What to produce: Repeat exactly each line of the data provided below.

Record list:
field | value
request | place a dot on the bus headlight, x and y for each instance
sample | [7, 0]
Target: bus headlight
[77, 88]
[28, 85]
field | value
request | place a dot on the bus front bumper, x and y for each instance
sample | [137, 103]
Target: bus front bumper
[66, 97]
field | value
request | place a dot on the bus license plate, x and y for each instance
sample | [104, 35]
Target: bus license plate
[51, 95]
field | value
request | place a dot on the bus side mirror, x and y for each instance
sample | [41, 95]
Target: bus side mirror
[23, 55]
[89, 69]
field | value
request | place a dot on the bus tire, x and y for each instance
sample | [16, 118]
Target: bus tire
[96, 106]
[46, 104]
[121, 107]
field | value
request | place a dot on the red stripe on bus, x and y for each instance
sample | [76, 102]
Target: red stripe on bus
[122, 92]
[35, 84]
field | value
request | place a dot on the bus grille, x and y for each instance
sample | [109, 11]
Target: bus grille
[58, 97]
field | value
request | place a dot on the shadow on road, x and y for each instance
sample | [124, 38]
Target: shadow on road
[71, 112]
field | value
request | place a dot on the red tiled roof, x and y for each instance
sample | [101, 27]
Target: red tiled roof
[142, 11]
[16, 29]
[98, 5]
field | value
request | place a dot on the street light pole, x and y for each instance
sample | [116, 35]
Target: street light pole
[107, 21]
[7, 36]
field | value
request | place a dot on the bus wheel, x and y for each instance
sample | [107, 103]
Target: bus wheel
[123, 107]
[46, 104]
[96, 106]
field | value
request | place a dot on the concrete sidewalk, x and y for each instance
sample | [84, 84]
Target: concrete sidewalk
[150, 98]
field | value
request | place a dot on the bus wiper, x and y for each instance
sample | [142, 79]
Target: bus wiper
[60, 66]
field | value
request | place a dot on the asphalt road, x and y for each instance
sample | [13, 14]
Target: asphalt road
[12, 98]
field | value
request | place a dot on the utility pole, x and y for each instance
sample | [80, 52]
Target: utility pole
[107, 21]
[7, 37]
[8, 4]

Output below:
field | value
request | place a dot on the bus headlight, x and y for each instance
sample | [7, 0]
Target: bus headlight
[77, 88]
[28, 85]
field | value
request | place a dot on the bus front bumper, x and y for each instance
sample | [137, 103]
Target: bus front bumper
[66, 97]
field | value
request | place a dot on the bus license plate, x and y for each instance
sample | [104, 35]
Target: bus license plate
[51, 95]
field | value
request | place a dot on the bus side mirror, x and y for each instance
sample | [41, 95]
Target: bus side mirror
[23, 55]
[89, 69]
field | value
request | place a dot on the bus tire, x and y for each instance
sample | [16, 118]
Target: bus tire
[96, 106]
[46, 104]
[121, 107]
field | value
request | place a dot on the red stripe on bus, x and y for each instance
sample | [76, 102]
Target: red stripe on bus
[122, 92]
[35, 84]
field | value
request | place a dot on the bus grille, x and y for each instance
sample | [109, 11]
Target: bus grille
[58, 97]
field | value
request | place a dot on the shadow on road, x and y for each instance
sample | [124, 38]
Target: shadow on road
[71, 112]
field | value
request | place a dot on the red tiled roof, x and y for each instance
sample | [101, 27]
Target: red tiled roof
[142, 11]
[16, 29]
[98, 5]
field | value
request | place a dot on the street light pole, x and y for each instance
sample | [116, 35]
Target: street light pole
[107, 21]
[7, 36]
field | value
request | place a dot on the bus wheel, x and y for each instance
sample | [107, 103]
Target: bus wheel
[123, 107]
[46, 104]
[96, 106]
field | value
request | place a dot on the concrete sidewalk, x and y for each instance
sample | [84, 84]
Target: concrete sidewalk
[150, 98]
field | value
request | place a dot on the bus wiper, x and y for each instance
sample | [142, 79]
Target: bus wiper
[60, 66]
field | value
request | place a dot on the asphalt road, x and y for each instance
sample | [13, 14]
Target: asphalt road
[12, 98]
field | value
request | place a dot on the utility pole, x and y for each instance
sample | [80, 52]
Target: utility pole
[107, 21]
[7, 37]
[8, 4]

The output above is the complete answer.